EXTRACT TO READ
**********
Today: Oct 23, 2025

Op/Ed: Who are the parties for?

2 mins read
2 years ago
Change font size:

A series of concerts, celebrations and parties are springing up in Albania now that the local elections have wrapped up and the party in majority has clearly won them. In a process of expressing gratitude to the voters the Socialist Party is organizing a series of celebratory parties in addition to a couple of high profile concerts being offered in the capital.

But who are these parties really for?

Who feels so victorious? Borrowing from master Hemingway, for whom do these [party] bells toll?

Well first and foremost, there is reason to celebrate for the many, many people that the Socialist Party engages in the form of ‘patronage providers’ and Act1vists. The former are those drafting up voters lists and granting favors whereas the latter are those competing in the infamous app for their likes, shares and reposts of the party officials content. Both have reason to breathe easy for about a year and half until the next campaign. Their results have been for lack of a better word- impressive.

Second and this really goes without saying, the party goers are the ministers, MPs and other public administration officials who are looking at their official incomes double after the new draft law was made to include them too in the salary perk up agenda. Tired and battered from the heavy task of providing so much effort for the well-being of their citizens they now must rejoice in their fair compensation of their exertion.

Third the parties are for the Prime Minister himself. He has dedicated a whole podcast to the musical ‘Notre Dame de Paris’. He also is quite happy that the Greek pop idol Nikos Vertis is performing in Tirana now that the relations with Greece at a very sour point. The newly elected mayor of Himara is to remain in prison for vote-buying allegations at least until trial. But did you know that Vertis’s real last name is Arvanitas? Which means his origin is from the Albanians of Greece? Isn’t that great news? Unbelievable.
**********
SUPPLIED MATERIAL
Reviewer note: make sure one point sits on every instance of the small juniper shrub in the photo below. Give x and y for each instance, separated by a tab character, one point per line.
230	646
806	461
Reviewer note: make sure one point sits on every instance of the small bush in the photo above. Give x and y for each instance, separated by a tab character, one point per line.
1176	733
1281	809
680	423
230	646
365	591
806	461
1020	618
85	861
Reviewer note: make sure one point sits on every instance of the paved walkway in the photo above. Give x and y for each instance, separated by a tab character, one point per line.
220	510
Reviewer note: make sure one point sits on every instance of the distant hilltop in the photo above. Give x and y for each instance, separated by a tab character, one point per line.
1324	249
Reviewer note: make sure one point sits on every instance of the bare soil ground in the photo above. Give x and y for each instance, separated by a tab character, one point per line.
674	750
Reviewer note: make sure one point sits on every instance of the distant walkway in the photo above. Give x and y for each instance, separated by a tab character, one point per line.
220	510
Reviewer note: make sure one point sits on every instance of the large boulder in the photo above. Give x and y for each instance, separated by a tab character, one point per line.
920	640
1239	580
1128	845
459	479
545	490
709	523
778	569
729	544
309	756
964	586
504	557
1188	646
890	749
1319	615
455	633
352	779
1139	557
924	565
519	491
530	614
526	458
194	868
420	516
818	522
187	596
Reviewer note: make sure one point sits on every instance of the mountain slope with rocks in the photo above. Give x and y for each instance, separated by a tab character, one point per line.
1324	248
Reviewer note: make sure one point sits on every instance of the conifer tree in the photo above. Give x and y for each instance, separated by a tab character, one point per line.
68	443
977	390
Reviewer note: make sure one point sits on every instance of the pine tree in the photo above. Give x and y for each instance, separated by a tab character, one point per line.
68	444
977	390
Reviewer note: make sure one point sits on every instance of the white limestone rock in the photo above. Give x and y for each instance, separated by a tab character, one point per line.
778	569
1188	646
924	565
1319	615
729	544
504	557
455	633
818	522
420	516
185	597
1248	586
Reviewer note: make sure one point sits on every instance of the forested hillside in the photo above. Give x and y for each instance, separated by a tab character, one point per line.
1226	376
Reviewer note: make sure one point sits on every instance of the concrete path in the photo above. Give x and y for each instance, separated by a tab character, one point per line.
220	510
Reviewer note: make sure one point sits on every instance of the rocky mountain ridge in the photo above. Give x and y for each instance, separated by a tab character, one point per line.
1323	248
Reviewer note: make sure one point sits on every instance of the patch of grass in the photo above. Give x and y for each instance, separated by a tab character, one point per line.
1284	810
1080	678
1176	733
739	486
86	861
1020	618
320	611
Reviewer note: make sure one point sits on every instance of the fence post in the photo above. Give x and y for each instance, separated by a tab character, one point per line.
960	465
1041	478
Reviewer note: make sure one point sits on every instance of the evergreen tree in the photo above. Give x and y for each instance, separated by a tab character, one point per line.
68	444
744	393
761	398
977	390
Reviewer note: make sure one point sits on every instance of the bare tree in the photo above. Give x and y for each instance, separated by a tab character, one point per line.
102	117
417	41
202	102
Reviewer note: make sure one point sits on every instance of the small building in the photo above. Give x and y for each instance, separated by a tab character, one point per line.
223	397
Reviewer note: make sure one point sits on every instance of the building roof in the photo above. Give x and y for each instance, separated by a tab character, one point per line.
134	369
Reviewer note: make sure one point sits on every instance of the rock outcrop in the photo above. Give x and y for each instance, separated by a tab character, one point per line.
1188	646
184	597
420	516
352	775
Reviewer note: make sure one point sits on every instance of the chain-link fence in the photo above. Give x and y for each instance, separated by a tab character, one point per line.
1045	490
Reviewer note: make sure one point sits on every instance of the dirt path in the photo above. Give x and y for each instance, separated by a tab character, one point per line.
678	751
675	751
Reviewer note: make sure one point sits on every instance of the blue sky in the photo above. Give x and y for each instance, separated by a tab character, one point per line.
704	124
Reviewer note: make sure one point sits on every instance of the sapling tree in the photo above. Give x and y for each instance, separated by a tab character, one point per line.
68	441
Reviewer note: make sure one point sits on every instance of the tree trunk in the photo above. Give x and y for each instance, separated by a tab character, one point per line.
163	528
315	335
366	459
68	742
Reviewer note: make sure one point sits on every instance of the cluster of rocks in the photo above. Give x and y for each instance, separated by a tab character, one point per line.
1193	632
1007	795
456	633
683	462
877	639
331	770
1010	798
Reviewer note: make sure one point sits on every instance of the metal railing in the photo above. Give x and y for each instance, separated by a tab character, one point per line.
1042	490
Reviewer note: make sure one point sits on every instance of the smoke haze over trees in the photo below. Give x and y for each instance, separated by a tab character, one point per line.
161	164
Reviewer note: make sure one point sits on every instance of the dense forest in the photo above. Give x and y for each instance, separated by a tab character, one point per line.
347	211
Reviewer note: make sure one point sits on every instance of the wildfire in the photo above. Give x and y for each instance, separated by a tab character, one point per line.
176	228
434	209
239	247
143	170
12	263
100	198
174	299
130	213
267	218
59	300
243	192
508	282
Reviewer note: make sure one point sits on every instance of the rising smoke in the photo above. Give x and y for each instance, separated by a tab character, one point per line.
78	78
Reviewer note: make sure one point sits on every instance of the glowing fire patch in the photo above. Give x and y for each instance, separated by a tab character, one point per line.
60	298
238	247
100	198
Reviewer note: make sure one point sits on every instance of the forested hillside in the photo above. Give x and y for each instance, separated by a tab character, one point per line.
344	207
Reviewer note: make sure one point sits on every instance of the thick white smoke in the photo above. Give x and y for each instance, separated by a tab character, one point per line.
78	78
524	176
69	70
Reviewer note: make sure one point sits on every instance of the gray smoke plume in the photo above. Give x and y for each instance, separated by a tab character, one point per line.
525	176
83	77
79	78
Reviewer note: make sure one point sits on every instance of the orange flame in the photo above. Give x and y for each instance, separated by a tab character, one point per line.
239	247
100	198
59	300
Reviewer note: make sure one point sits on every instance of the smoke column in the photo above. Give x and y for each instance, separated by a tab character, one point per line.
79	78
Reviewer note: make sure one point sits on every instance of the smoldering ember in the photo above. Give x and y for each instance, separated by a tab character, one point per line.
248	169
**********
SET OF TASKS
1 – Quote the op-ed word for word, everything from "2 mins read" down to "parties really for?".
2 – List the groups of people the op-ed identifies as the ones the parties are for.
3 – According to the op-ed, what is Nikos Vertis's real last name?

SOLUTION SET
1 –
2 mins read
2 years ago
Change font size:

A series of concerts, celebrations and parties are springing up in Albania now that the local elections have wrapped up and the party in majority has clearly won them. In a process of expressing gratitude to the voters the Socialist Party is organizing a series of celebratory parties in addition to a couple of high profile concerts being offered in the capital.

But who are these parties really for?

2 –
- The many people the Socialist Party engages as "patronage providers" and Act1vists
- Ministers, MPs and other public administration officials
- The Prime Minister himself

3 – Arvanitas.